*What is being asked*. Restate all entries exactly.

· · · ·

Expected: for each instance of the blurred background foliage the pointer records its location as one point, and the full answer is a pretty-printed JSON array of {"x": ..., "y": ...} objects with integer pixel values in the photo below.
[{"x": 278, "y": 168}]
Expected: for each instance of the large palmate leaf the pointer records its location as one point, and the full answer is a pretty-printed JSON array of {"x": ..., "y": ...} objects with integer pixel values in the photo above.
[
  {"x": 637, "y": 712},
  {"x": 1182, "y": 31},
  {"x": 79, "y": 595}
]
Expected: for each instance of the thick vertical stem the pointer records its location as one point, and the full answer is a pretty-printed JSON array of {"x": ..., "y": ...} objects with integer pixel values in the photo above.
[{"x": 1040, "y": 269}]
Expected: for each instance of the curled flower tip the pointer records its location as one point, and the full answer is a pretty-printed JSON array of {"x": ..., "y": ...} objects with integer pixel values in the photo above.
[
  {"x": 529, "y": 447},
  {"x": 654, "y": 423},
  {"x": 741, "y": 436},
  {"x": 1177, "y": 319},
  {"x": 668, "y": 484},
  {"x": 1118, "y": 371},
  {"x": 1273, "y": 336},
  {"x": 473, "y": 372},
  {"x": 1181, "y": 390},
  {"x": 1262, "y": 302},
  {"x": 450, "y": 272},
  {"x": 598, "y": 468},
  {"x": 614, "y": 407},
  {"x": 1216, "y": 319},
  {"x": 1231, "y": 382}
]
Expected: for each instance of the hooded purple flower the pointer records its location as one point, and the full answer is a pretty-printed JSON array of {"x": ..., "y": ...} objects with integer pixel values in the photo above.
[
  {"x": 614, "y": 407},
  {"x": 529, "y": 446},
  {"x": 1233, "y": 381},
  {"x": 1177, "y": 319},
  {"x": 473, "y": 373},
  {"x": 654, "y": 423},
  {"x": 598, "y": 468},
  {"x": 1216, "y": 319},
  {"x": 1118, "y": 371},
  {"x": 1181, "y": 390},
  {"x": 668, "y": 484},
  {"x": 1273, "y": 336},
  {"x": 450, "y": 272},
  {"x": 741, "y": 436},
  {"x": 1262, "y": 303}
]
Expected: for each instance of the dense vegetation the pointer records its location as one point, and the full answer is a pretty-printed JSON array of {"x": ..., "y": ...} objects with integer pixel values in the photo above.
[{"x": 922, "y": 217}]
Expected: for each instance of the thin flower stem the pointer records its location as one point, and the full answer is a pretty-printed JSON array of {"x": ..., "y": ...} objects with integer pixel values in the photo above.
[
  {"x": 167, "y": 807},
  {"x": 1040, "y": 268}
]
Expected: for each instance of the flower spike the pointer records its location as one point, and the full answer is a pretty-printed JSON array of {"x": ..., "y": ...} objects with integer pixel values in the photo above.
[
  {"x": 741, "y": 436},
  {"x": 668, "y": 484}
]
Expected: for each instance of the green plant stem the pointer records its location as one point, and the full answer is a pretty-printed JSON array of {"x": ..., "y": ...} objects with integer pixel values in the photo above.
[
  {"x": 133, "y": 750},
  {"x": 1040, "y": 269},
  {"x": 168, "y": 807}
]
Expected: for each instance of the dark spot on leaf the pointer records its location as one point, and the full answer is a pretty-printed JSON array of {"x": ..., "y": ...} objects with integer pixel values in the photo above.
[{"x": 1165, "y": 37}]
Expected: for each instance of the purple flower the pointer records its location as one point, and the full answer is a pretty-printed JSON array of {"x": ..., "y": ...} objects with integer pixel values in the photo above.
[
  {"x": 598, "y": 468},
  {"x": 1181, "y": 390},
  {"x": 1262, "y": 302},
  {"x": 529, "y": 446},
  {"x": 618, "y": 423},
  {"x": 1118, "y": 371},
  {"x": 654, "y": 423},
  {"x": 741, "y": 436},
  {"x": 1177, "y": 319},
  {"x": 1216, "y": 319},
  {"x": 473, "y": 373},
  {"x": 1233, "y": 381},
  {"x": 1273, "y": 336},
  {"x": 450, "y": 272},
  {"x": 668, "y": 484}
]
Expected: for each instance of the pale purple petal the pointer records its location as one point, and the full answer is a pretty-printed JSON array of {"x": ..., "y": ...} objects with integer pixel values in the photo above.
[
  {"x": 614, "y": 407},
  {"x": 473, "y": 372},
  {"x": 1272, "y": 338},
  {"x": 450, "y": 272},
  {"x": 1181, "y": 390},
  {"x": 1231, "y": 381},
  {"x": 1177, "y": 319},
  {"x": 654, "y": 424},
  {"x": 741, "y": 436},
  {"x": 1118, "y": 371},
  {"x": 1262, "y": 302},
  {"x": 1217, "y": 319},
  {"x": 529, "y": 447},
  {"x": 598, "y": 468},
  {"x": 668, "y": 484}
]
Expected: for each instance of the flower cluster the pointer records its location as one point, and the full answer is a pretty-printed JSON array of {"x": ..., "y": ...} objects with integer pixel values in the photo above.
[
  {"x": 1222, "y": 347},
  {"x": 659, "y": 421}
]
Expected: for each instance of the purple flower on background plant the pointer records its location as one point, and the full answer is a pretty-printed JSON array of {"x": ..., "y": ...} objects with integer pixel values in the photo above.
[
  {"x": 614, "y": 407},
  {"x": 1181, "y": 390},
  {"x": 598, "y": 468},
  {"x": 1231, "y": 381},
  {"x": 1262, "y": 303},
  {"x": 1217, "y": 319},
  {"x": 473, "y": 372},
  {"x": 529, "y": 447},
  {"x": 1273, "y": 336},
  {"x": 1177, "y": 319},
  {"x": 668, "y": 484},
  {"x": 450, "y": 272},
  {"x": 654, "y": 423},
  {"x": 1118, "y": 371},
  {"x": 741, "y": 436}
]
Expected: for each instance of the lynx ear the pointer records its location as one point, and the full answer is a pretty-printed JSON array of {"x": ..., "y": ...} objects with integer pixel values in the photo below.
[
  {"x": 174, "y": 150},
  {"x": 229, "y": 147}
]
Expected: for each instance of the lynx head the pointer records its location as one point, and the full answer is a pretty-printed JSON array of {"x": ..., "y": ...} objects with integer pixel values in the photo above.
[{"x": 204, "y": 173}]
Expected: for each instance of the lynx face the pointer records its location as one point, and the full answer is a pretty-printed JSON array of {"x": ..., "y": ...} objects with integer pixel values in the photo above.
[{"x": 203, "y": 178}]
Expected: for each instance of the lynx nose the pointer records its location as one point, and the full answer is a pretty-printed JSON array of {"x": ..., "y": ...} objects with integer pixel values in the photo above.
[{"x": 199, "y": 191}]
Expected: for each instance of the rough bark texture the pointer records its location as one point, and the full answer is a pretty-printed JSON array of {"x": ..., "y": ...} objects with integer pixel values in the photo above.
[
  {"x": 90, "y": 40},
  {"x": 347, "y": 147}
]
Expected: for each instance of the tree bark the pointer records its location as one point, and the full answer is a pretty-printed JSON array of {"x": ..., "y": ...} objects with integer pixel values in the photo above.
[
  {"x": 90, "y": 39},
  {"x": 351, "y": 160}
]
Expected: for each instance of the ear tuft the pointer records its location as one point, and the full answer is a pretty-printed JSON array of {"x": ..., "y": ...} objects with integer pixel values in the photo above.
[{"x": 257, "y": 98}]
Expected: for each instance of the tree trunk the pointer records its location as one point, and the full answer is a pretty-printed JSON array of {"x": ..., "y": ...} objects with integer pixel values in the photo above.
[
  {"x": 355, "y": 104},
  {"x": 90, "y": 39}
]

· · · ·

*Exercise result*.
Expected: for each instance of the blurred background foliage the pointer records its location as one point, and the full answer is a pretty-printed JSON array of {"x": ..., "y": ...} objects with integer pixel values in the photo below.
[{"x": 278, "y": 168}]
Expected: for each instance of the large palmate leaf the pointer records its location as one point, and the full answer is a pretty-printed JSON array of {"x": ..., "y": ...} objects with integer pixel values in the photo above.
[
  {"x": 637, "y": 712},
  {"x": 1182, "y": 31},
  {"x": 79, "y": 595}
]
Expected: for each instance of the thick vertical stem the pointer records its location as one point, and the full answer is a pretty-printed JSON array of {"x": ..., "y": ...} objects with integer pixel values in the photo above.
[{"x": 1040, "y": 269}]
Expected: for each instance of the curled flower tip the pointer records its location as one point, and the full answer is a pretty-printed JSON array of {"x": ..., "y": ...} objects with integer pixel values in the photo above.
[
  {"x": 529, "y": 447},
  {"x": 654, "y": 423},
  {"x": 741, "y": 436},
  {"x": 1177, "y": 319},
  {"x": 668, "y": 484},
  {"x": 1118, "y": 371},
  {"x": 1273, "y": 336},
  {"x": 473, "y": 372},
  {"x": 1181, "y": 390},
  {"x": 1262, "y": 302},
  {"x": 450, "y": 272},
  {"x": 598, "y": 468},
  {"x": 614, "y": 407},
  {"x": 1216, "y": 319},
  {"x": 1231, "y": 382}
]
Expected: for each instance of the hooded purple flower the pointer records its location as one point, and the full answer is a pretty-printed JSON array of {"x": ..., "y": ...} objects with integer pixel values in the photo above.
[
  {"x": 614, "y": 407},
  {"x": 529, "y": 446},
  {"x": 1233, "y": 381},
  {"x": 1177, "y": 319},
  {"x": 473, "y": 373},
  {"x": 654, "y": 423},
  {"x": 598, "y": 468},
  {"x": 1216, "y": 319},
  {"x": 1118, "y": 371},
  {"x": 1181, "y": 390},
  {"x": 668, "y": 484},
  {"x": 1273, "y": 336},
  {"x": 450, "y": 272},
  {"x": 741, "y": 436},
  {"x": 1262, "y": 303}
]
Expected: for each instance of the dense vegetation the pointer records its location as one point, and the full answer is a pretty-printed JSON array of {"x": ..., "y": ...} objects with integer pixel values in the photo above.
[{"x": 922, "y": 217}]
Expected: for each instance of the thin flower stem the pointer records its location as one point, and the full answer is a pretty-printed JSON array of {"x": ..., "y": ...} objects with integer pixel values in the photo above.
[
  {"x": 167, "y": 807},
  {"x": 1040, "y": 268}
]
Expected: for each instance of the flower spike the pointer records its location as one point, and the full answer is a pretty-printed JSON array of {"x": ..., "y": ...} objects with integer pixel values in the photo above.
[
  {"x": 741, "y": 436},
  {"x": 668, "y": 484}
]
Expected: for each instance of the green plant stem the pointer records its location as one point, and the full answer is a pretty-printed JSON array of {"x": ..., "y": ...} objects with integer pixel values in the photo above.
[
  {"x": 133, "y": 750},
  {"x": 1040, "y": 269},
  {"x": 168, "y": 807}
]
Expected: for each instance of the dark spot on leaf the pointer records its location as one point, and the full answer is a pretty-printed JSON array of {"x": ..., "y": ...} objects with integer pixel values in the photo above.
[{"x": 1165, "y": 37}]
Expected: for each instance of the purple flower the pointer records its location as one point, and the full answer is a pretty-printed JSON array of {"x": ..., "y": ...} objects with integer pixel values in the photo above.
[
  {"x": 598, "y": 468},
  {"x": 1181, "y": 390},
  {"x": 1262, "y": 302},
  {"x": 529, "y": 446},
  {"x": 618, "y": 423},
  {"x": 1118, "y": 371},
  {"x": 654, "y": 423},
  {"x": 741, "y": 436},
  {"x": 1177, "y": 319},
  {"x": 1216, "y": 319},
  {"x": 473, "y": 373},
  {"x": 1233, "y": 381},
  {"x": 1273, "y": 336},
  {"x": 450, "y": 272},
  {"x": 668, "y": 484}
]
Expected: for each instance of the pale purple petal the pointer records its location as one point, and the full answer is a pretty-printed JSON array of {"x": ..., "y": ...} objects with integer pixel values in the photo above.
[
  {"x": 614, "y": 407},
  {"x": 473, "y": 372},
  {"x": 1272, "y": 338},
  {"x": 450, "y": 272},
  {"x": 1181, "y": 390},
  {"x": 1231, "y": 381},
  {"x": 1177, "y": 319},
  {"x": 654, "y": 424},
  {"x": 741, "y": 436},
  {"x": 1118, "y": 371},
  {"x": 1262, "y": 302},
  {"x": 1217, "y": 319},
  {"x": 529, "y": 447},
  {"x": 598, "y": 468},
  {"x": 668, "y": 484}
]
Expected: for each instance of the flower cluster the pointer records its location as one point, and the full answer is a pretty-printed JSON array of {"x": ..., "y": ...} objects with integer pixel values in the photo above.
[
  {"x": 1222, "y": 347},
  {"x": 659, "y": 421}
]
Expected: for each instance of the purple flower on background plant the pointer records its location as one point, and the full answer is a pretty-printed JSON array of {"x": ..., "y": ...} objects with integer pixel values in the photo above.
[
  {"x": 614, "y": 407},
  {"x": 1181, "y": 390},
  {"x": 598, "y": 468},
  {"x": 1231, "y": 381},
  {"x": 1262, "y": 303},
  {"x": 1217, "y": 319},
  {"x": 473, "y": 372},
  {"x": 529, "y": 447},
  {"x": 1273, "y": 336},
  {"x": 1177, "y": 319},
  {"x": 668, "y": 484},
  {"x": 450, "y": 272},
  {"x": 654, "y": 423},
  {"x": 1118, "y": 371},
  {"x": 741, "y": 436}
]
Expected: for each instance of the lynx ear the pointer records its location as one point, and the full answer is a pretty-printed JSON array of {"x": ..., "y": ...} objects with integer pixel values in the photo below.
[
  {"x": 174, "y": 150},
  {"x": 229, "y": 147}
]
Expected: for each instance of the lynx head the pointer records its location as one point, and the full answer is a pretty-printed JSON array of {"x": ..., "y": ...} objects with integer pixel values in the photo above.
[{"x": 204, "y": 173}]
Expected: for each instance of the lynx face the pointer records its location as one point, and the full answer is a pretty-printed JSON array of {"x": ..., "y": ...} objects with integer pixel values in the photo above.
[{"x": 203, "y": 178}]
Expected: for each instance of the lynx nose the pointer records its location as one point, and the full answer is a pretty-printed JSON array of {"x": ..., "y": ...} objects with integer pixel values in the photo above.
[{"x": 199, "y": 191}]
Expected: for each instance of the rough bark texture the pointer records its location as one point, and the full answer is a pretty-printed JSON array of {"x": ..., "y": ...} objects with integer pixel values in the photo above.
[
  {"x": 90, "y": 40},
  {"x": 347, "y": 147}
]
Expected: for each instance of the tree bark the pointer records its location as one point, and the full answer is a pretty-printed JSON array of {"x": ..., "y": ...} objects with integer pixel values in the photo above.
[
  {"x": 90, "y": 39},
  {"x": 351, "y": 160}
]
Expected: for each instance of the ear tuft the pointer records its location as one point, and the full answer is a pretty-printed JSON array of {"x": ..., "y": ...} objects with integer pixel values in the photo above.
[{"x": 257, "y": 98}]
Expected: for each instance of the tree trunk the pointer records its location as one point, and the full answer is a pretty-printed JSON array of {"x": ..., "y": ...} objects with integer pixel values in the photo above.
[
  {"x": 355, "y": 104},
  {"x": 90, "y": 39}
]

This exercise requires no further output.